Extracted records:

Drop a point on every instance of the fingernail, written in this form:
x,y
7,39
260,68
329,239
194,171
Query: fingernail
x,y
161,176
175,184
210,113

## What the task asks
Transcribe every entry verbatim.

## Reply to the task
Drop a point on every instance of the fingernail, written in this form:
x,y
7,39
260,68
329,239
194,171
Query: fingernail
x,y
161,176
175,184
210,113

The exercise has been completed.